### Task directions
In the text below about Genesis 2:24, list each of the important points on family relationships that President Spencer W. Kimball identified.

### Text under study
★ ★ ★ ★

Genesis 2:24 says “Therefore shall a man leave his
father and mother, and shall cleave unto his wife: and they shall be one
flesh.” There may be many
interpretations of this scripture. Some
may say when we get married we should leave our parents and be cut of from them
completely. Others may think that it
just means simply to leave their home and make you own home with your
spouse. Elder Marvin J. Ashton clarified
the meaning of this scripture as it relates to newly married couples as
“Certainly a now-married man should cleave unto his wife in faithfulness,
protection, comfort, and total support, but in leaving father, mother, and
other family members, it was never intended that they be ignored, abandoned,
shunned, or deserted. They are still
family, a great source of strength….Wise parents, whose children have left to
start their own families , realize their family role still continues, not in a
realm of domination, control, regulation, supervision, or imposition, but in
love, concern, and encouragement.”
It
seems like there usually is a problem in most relationships with either the
child not being able to completely let go of the close relationship with their
parent or the parent not being able to let go of their child. Either way it is healthy for the child to
develop their own relationship with their spouse and start a new path of in
life together. This doesn’t necessarily
mean to abandon old traditions and expectations of their families. It means compromising and mixing traditions,
wants, and adding your own to your relationship. President Spencer W. Kimball cautioned
parents and married adult children saying “Frequently, people continue to
cleave unto their mothers and
fathers….Sometimes mothers will not relinquish the hold they have had upon their
children, and husbands aw well as wives return to their mothers and fathers to
obtain advice and counsel and to confide, whearas cleaving should be to the
wife in most things….” President Kimball
also identified some important points regarding family relationships.
·
First,
married children should confide in and counsel with their spouse.
·
Second, if possible they should
establish their own household, separate from their parents.
·
Finally, any counsel from outside
sources should be considered prayerfully by spouses together.
Cleaving unto our
spouses may require some adjustments in our relationships. Women who are close with their mothers and
confide in them need to turn to their spouse.
It can cause problems within a marriage and jealousy from the husband if
the wife is always with their mom and turning to her for advice. Husbands also can have a hard time letting go
for their parents as well. It’s not always the wife who can have a close
relationship with her mom. Having a mom
or mother in-law involved in the marriage relationship makes things off
balanced and can only cause problems and triangulation can occur.

★ ★ ★ ★

### Extracted entries
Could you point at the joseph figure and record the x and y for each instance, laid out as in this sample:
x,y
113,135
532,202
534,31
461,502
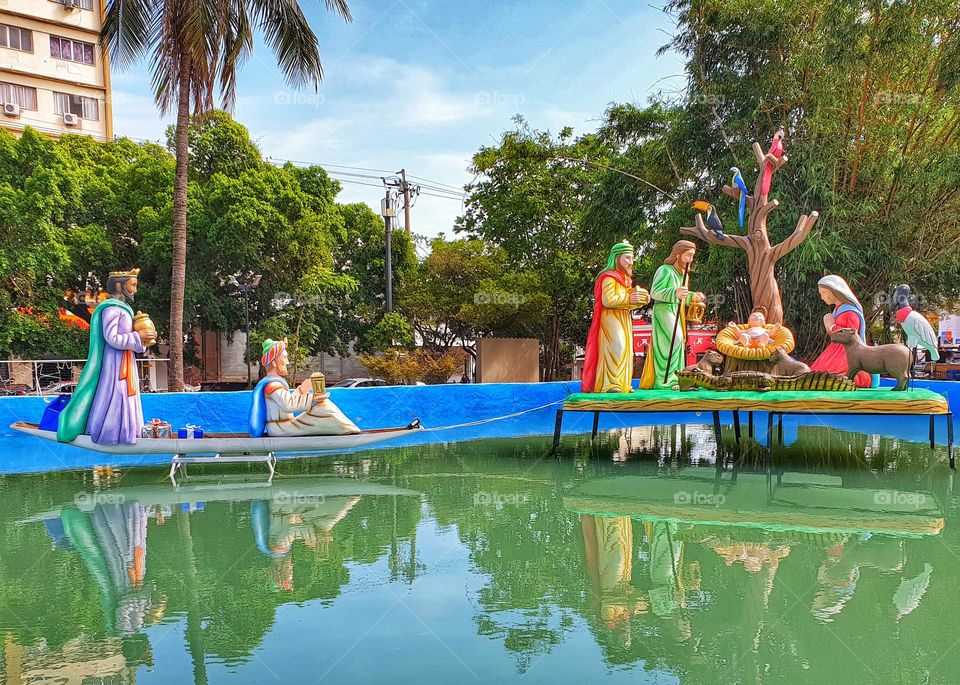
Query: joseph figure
x,y
608,363
670,296
106,403
283,412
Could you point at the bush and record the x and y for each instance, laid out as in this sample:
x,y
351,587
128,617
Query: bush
x,y
401,368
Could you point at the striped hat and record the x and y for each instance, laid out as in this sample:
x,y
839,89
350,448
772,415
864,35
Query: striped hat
x,y
272,349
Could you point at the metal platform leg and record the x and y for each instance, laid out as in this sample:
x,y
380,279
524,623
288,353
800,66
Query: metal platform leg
x,y
716,432
950,440
174,465
769,438
556,432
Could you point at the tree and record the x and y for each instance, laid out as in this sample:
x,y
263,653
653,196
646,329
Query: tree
x,y
196,47
762,257
530,203
437,295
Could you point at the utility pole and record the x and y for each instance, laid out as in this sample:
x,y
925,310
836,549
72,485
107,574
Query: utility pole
x,y
406,200
387,212
407,191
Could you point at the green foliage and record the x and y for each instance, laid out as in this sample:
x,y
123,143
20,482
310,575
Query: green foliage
x,y
399,367
73,209
437,294
530,204
391,331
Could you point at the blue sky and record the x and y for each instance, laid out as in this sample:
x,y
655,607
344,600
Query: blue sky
x,y
423,84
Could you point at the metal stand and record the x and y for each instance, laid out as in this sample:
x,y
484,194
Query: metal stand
x,y
750,429
180,461
948,416
716,432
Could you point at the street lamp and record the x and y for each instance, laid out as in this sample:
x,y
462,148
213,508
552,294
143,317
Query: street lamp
x,y
387,211
250,282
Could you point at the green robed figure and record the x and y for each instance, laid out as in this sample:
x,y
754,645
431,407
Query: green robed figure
x,y
668,291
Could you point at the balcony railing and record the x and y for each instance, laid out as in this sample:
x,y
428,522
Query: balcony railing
x,y
56,376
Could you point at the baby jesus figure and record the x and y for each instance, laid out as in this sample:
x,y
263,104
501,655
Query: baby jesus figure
x,y
756,332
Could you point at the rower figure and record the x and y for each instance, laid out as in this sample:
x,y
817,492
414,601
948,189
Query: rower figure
x,y
282,412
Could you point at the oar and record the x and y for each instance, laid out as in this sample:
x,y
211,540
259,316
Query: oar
x,y
676,323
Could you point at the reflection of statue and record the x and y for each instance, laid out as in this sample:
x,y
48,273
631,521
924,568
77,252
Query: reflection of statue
x,y
282,412
608,363
840,571
112,541
670,294
106,403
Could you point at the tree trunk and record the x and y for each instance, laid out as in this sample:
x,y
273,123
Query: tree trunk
x,y
764,289
552,351
762,257
178,277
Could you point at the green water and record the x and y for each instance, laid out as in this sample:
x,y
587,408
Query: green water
x,y
636,561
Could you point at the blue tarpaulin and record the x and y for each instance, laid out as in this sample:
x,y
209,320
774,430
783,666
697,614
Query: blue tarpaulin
x,y
383,407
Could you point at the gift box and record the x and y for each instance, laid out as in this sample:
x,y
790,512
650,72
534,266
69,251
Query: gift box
x,y
190,432
51,413
156,429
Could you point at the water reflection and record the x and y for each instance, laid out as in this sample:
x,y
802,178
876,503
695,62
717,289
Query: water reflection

★ ★ ★ ★

### Output
- Married children should confide in and counsel with their spouse.
- If possible, they should establish their own household, separate from their parents.
- Any counsel from outside sources should be considered prayerfully by spouses together.